- Task
All of the material below is to be restated word for word, apart from the pictures.

- Excerpted data
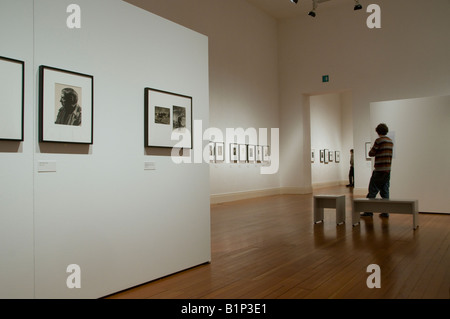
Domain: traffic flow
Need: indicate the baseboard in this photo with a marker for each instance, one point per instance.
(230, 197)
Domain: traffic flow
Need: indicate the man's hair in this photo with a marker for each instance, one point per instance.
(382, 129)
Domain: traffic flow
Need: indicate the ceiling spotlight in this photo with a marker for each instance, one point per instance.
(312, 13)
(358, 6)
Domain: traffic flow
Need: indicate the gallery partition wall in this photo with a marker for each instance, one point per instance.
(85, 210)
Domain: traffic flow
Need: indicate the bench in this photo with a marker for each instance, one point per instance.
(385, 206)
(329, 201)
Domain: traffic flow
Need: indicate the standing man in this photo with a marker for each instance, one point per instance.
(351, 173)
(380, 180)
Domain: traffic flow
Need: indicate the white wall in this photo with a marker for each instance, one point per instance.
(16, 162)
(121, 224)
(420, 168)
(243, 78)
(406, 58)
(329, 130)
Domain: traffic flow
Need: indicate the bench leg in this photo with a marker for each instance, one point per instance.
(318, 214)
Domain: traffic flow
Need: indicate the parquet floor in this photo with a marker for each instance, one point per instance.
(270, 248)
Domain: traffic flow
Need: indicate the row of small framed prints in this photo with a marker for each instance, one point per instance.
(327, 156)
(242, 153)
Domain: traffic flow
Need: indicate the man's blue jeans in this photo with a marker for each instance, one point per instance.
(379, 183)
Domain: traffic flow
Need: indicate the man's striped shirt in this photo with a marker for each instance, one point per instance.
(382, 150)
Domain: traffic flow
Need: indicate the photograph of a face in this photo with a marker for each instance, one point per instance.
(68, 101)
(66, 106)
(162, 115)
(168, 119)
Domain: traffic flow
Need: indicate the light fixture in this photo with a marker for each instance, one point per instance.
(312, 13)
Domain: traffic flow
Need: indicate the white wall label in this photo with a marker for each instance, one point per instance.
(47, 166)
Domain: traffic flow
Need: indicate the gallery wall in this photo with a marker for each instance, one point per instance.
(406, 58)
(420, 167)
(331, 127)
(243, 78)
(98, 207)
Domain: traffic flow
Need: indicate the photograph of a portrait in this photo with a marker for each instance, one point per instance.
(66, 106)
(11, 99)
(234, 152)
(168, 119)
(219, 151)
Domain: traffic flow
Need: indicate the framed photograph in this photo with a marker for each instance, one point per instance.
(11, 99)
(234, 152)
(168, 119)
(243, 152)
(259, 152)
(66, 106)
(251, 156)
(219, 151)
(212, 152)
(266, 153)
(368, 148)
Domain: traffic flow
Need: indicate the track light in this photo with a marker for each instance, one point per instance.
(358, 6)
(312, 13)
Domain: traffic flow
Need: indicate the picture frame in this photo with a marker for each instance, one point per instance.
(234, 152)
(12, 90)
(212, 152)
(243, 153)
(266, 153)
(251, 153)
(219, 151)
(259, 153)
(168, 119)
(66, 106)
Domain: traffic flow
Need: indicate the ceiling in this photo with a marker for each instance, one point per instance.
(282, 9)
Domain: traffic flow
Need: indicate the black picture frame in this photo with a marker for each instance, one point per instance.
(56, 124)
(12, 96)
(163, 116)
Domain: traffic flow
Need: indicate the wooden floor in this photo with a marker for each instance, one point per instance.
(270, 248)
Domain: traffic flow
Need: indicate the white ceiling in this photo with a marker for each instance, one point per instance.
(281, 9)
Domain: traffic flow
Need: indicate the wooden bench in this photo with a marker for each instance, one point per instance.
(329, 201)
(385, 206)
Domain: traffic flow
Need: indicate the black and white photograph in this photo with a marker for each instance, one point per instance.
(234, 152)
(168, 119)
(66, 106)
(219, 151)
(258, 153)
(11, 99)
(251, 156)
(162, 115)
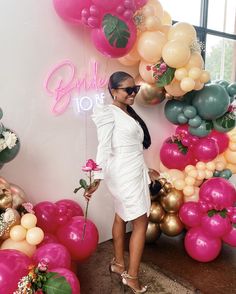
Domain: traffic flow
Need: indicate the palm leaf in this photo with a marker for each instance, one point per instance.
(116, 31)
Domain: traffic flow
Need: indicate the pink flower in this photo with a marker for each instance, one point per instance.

- Response below
Domain: traffic flow
Need: indicate the baseboard in this photo with a marker for each instance, one point per instance.
(230, 197)
Domain: traffic flow
Need: indicate the man's hair in this photo with a marker for each instance, one point per instance.
(382, 129)
Domain: traffic flow
Need: indicate the ceiling spotlight in this photo with a marker for each instance, one point per instance.
(312, 13)
(358, 6)
Domain: traffic flow
Need: indicate the gallery partition wall in this photo with a marker for each instance, one point per instance.
(85, 210)
Domain: traffic flow
Need: indicate the bench in this photo with a marker for each instance, one point per instance.
(385, 206)
(329, 201)
Domain: traffic flow
Need: indicate the standing man in this photo with a marker for each instance, one point per instance.
(351, 173)
(380, 180)
Domain: traffic flow
Need: indicate the white wall in this photo with a marker for each instance, one point per instance.
(16, 162)
(121, 224)
(420, 168)
(243, 78)
(406, 58)
(329, 130)
Domain: traffic flow
Need: indicate the bench leg in this photo with a marker for each instance, one point per instance.
(318, 214)
Domain: traffic flow
Need: indicate the parquet floor in this photo with a marker for each instance, one point per instance.
(270, 248)
Domain: traffic flow
Need: indicate the row of small framed prints in this photo with a marker for each instance, one point per instance.
(327, 156)
(242, 153)
Domain: traffic flow
Need: indicate the man's blue jeans in this photo with a marker for each instance, one point per instance.
(379, 183)
Domain: traffic flow
Need: indicate the man's striped shirt in this photo with a marker for each instance, one point per instance.
(382, 150)
Domain: traffic flow
Need: indicate the photograph of a face in this photo with a marker for each instance, one point per instance.
(68, 101)
(66, 106)
(162, 115)
(168, 119)
Domain: traffic flow
Need: indicate the light fixture in this photo with a marker for each instance, one point per instance.
(312, 13)
Domain: traffic flow
Need: indicate the white wall label in this photo with a marker for each instance, one point per instance.
(47, 166)
Domain: traffic flow
Need: indicate the gallery wall in this photo with a marker for each instance, one point per instance.
(406, 58)
(420, 167)
(331, 127)
(243, 78)
(98, 207)
Domain: traffic flow
Need: indicate the photograph of a portrait in this photo with a marker for each instance, one point per instance.
(66, 106)
(11, 99)
(234, 152)
(168, 119)
(219, 151)
Domain: traffic flow
Need: indicate the framed photograph in this photo with a marker for each instance, one point per instance.
(11, 99)
(234, 152)
(168, 119)
(243, 152)
(259, 152)
(66, 106)
(251, 156)
(219, 151)
(212, 152)
(266, 153)
(368, 148)
Domain: traffic flow
Need: indicate the track light in this photo with a marker for each instance, one point per instance.
(358, 6)
(312, 13)
Domain: traffic flow
Need: indicate the picture frame in this photo with a marker for each instance, one point per instance.
(234, 152)
(12, 90)
(212, 152)
(243, 153)
(266, 153)
(251, 153)
(219, 151)
(259, 153)
(168, 119)
(66, 106)
Domain: traffic flow
Need: indicate the ceiling in this photo with a marker for each instance, one point per instance.
(282, 9)
Domain: traffic flow
Need: indicate the black picture frame in this photo with a marker for each instance, one point per instance.
(56, 124)
(12, 96)
(163, 116)
Domain: traffic flow
Need: indicate the wooden floor in this photo with a marker for each instance, one point per instance.
(270, 248)
Domain: traffic flow
Need: indicate the white ceiling in this photo with a marker for each instance, one point per instance.
(281, 9)
Domain: traffic flow
Need: indicate the wooden bench in this photo with a marker for each instance, one point per instance.
(329, 201)
(385, 206)
Domain: traffic flow
Need: indicate the black and white photograph in this photo with a marker for each instance, one point per instance.
(234, 152)
(168, 119)
(66, 106)
(219, 151)
(258, 153)
(11, 99)
(251, 156)
(162, 115)
Domain: traffic flow
Need: indicate the palm leaf in this photo with a marker for each instance, one point per instance.
(116, 31)
Domain: traffic flow
Need: indicate the pink flower in this photo with a marker for each instance, one point per instance.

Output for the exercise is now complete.